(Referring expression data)
BEGIN
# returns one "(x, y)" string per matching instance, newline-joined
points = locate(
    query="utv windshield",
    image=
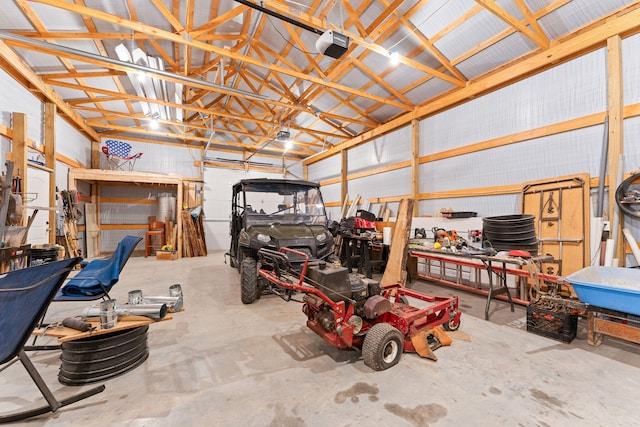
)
(266, 203)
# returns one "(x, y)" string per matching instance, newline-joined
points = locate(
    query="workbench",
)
(478, 262)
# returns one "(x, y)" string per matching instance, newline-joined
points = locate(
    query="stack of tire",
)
(510, 232)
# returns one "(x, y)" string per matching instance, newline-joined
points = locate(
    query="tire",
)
(248, 281)
(451, 325)
(382, 347)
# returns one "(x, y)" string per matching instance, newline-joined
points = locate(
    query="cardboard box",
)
(166, 255)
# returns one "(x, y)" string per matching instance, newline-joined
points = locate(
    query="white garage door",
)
(217, 203)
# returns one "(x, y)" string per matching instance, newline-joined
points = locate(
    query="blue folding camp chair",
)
(119, 155)
(98, 277)
(25, 295)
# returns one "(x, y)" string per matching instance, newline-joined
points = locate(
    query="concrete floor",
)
(222, 363)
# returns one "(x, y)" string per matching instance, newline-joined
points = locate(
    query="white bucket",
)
(386, 235)
(166, 207)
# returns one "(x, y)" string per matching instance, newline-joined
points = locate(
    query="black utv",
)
(271, 214)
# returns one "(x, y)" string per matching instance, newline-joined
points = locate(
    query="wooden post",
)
(19, 150)
(415, 164)
(96, 152)
(343, 178)
(50, 162)
(616, 118)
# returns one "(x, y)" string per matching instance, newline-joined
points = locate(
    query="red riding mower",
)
(351, 311)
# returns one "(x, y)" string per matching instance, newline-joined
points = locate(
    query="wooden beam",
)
(96, 153)
(415, 164)
(344, 180)
(19, 146)
(616, 137)
(49, 136)
(23, 68)
(540, 39)
(192, 42)
(579, 44)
END
TASK BRIEF ▸ Say how many lines of the data include the word "wooden". Nothing other than the number should be given.

EXERCISE ANSWER ▸ 2